(A block of data)
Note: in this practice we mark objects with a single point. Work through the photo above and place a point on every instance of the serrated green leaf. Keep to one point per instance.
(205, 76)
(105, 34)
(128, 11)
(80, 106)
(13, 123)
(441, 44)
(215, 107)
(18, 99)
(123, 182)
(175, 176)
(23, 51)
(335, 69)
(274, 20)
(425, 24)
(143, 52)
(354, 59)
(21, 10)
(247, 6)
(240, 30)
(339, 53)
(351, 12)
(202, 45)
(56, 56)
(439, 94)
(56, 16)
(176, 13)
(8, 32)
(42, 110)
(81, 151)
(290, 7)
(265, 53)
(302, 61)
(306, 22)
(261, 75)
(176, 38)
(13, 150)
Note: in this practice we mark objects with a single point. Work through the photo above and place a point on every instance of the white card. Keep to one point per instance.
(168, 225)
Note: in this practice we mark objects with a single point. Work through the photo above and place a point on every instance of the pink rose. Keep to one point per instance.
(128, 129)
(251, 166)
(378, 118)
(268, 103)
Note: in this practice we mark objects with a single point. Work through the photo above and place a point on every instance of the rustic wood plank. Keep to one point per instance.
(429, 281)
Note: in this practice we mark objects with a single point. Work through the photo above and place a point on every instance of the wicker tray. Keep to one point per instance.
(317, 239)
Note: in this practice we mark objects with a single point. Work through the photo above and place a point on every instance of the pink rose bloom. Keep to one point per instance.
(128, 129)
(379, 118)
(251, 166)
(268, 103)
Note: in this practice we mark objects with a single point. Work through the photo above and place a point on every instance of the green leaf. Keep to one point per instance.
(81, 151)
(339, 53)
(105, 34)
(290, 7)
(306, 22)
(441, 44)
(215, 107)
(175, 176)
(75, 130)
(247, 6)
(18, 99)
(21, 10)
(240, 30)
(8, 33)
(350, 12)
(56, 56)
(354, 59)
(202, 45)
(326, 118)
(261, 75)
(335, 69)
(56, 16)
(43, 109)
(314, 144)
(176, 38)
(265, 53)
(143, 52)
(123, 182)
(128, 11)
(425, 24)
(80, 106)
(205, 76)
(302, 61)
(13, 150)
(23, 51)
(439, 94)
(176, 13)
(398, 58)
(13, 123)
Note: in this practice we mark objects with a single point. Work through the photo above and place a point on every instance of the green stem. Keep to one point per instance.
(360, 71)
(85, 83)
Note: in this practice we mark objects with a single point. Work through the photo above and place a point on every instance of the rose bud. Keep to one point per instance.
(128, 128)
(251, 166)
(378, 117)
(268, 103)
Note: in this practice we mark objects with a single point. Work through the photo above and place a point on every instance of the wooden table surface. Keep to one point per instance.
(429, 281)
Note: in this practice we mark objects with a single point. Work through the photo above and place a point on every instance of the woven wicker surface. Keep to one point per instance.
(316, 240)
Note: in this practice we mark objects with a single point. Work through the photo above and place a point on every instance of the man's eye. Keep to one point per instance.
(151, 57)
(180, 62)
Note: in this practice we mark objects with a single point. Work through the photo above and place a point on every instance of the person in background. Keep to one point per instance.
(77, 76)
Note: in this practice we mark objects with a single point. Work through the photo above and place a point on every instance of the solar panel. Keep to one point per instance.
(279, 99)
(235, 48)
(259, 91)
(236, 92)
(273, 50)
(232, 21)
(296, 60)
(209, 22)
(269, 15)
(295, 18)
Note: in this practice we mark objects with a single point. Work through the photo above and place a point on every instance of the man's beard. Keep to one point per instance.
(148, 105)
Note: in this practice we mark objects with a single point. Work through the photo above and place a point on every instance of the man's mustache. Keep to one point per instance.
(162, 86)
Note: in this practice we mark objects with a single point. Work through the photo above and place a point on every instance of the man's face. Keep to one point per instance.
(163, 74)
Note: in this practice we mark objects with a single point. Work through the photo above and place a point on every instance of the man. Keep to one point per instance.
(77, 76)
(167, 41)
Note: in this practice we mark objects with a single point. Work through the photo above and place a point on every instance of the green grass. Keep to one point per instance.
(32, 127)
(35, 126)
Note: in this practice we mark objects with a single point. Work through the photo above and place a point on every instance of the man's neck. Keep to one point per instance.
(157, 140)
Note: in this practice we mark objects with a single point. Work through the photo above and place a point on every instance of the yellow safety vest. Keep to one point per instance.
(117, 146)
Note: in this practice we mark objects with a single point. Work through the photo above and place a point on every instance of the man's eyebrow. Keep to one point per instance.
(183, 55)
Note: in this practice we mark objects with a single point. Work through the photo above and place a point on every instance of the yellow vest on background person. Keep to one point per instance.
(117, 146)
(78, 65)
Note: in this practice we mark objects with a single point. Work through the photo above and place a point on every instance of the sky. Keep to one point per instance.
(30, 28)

*Problem to work on:*
Go through the records and print each one exactly.

*Solution for this problem:*
Note: in this practice we mark objects with a single point. Work through the photo above and place a point on every instance of the serrated green leaf. Keep to one point per instance.
(205, 76)
(105, 34)
(128, 11)
(80, 106)
(13, 123)
(441, 44)
(215, 107)
(18, 99)
(123, 182)
(175, 176)
(23, 51)
(335, 69)
(274, 20)
(425, 24)
(143, 52)
(354, 59)
(21, 10)
(247, 6)
(240, 30)
(339, 53)
(351, 12)
(202, 45)
(56, 56)
(439, 94)
(56, 16)
(176, 13)
(8, 32)
(42, 110)
(81, 151)
(290, 7)
(265, 53)
(302, 61)
(306, 22)
(261, 75)
(176, 38)
(13, 150)
Note: in this practice we mark objects with a single point. Work through the photo above and place a point on every instance of the white card. Keep to one point per instance.
(168, 225)
Note: in this practice we mark objects with a single point. Work through the photo above and place a point on every instance of the pink rose. Keep to one point per instance.
(128, 129)
(251, 166)
(378, 118)
(268, 103)
Note: in this practice we mark objects with a single point. Work through the photo above and place a point on every instance of the rustic wood plank. Keep to one point per instance.
(429, 281)
Note: in this practice we mark objects with a single point. Work through the photo above and place a point on every instance of the wicker tray. Keep to one point per instance.
(317, 239)
Note: in this practice we mark objects with a single point. Work through the photo above and place a point on every instance of the pink rose bloom. Keep to one point per instance.
(128, 129)
(379, 118)
(251, 166)
(268, 103)
Note: in this practice we mark objects with a single point. Work through the photo above and place a point on every instance of the green leaf. Keep to one point per instance.
(81, 151)
(339, 53)
(105, 34)
(290, 7)
(306, 22)
(441, 44)
(215, 107)
(175, 176)
(75, 130)
(247, 6)
(18, 99)
(21, 10)
(240, 30)
(8, 33)
(350, 12)
(56, 56)
(354, 59)
(202, 45)
(326, 118)
(261, 75)
(335, 69)
(56, 16)
(43, 109)
(314, 144)
(176, 38)
(265, 53)
(143, 52)
(123, 182)
(128, 11)
(425, 24)
(80, 106)
(205, 76)
(302, 61)
(13, 150)
(23, 51)
(439, 94)
(176, 13)
(398, 58)
(13, 123)
Note: in this practice we mark objects with a single point. Work through the photo above and place a point on every instance of the green stem. Keep to one point per instance.
(360, 71)
(85, 83)
Note: in this practice we mark objects with a single point. Work through the photo above and place a point on every instance of the rose bud. Keep to one point per instance.
(128, 128)
(251, 166)
(378, 117)
(268, 103)
Note: in this practice we mark objects with a single point. Work through the photo above and place a point on every instance of the wooden table surface. Keep to one point per instance.
(429, 281)
Note: in this practice we mark objects with a single point. Work through the photo above and place a point on every instance of the woven wicker surface. Keep to one point per instance.
(316, 240)
Note: in this practice we mark objects with a single point. Work through the photo above and place a point on every instance of the man's eye. Keep to one point per instance.
(151, 57)
(180, 62)
Note: in this practice we mark objects with a single point. Work through the photo above and place a point on every instance of the person in background. Keep to one point per instance.
(77, 76)
Note: in this practice we mark objects with a single point. Work through the photo above and place a point on every instance of the solar panel. Keep to one point per instance.
(279, 99)
(235, 48)
(259, 91)
(236, 92)
(273, 50)
(232, 21)
(296, 60)
(209, 22)
(269, 15)
(295, 18)
Note: in this practice we mark objects with a single point. Work through the photo above and place a point on every instance of the man's beard. Keep to one point per instance.
(148, 105)
Note: in this practice we mark objects with a single point. Work through the photo above and place a point on every instance of the man's mustache. Keep to one point per instance.
(162, 86)
Note: in this practice we mark objects with a single point. Work through the photo above and place a point on every instance of the man's face. Keep to one point per instance.
(163, 74)
Note: in this practice we mark objects with a single point. Work through the photo above and place a point on every instance of the man. Keep to one point per instance.
(77, 76)
(167, 41)
Note: in this practice we mark objects with a single point. Work through the photo above and place a point on every instance of the green grass. Keep to one point per instance.
(32, 127)
(35, 126)
Note: in this practice we mark objects with a single point. Work through the photo above and place a point on every instance of the man's neck. Keep to one point per instance.
(157, 140)
Note: in this practice we mark objects with a single point. Work through the photo above and place a point on every instance of the yellow safety vest. Keep to one point per instance.
(117, 146)
Note: in this practice we mark objects with a single point. Work through the photo above and place a point on every instance of the man's eyebrow. Keep to one point per instance.
(183, 55)
Note: in this practice we mark objects with a single point. Work through the photo above and place a point on every instance of the yellow vest on background person. Keep to one point per instance.
(117, 146)
(78, 65)
Note: in this practice we mark objects with a single point. Work through the photo above and place a point on every instance of the sky. Keep to one point per instance.
(30, 28)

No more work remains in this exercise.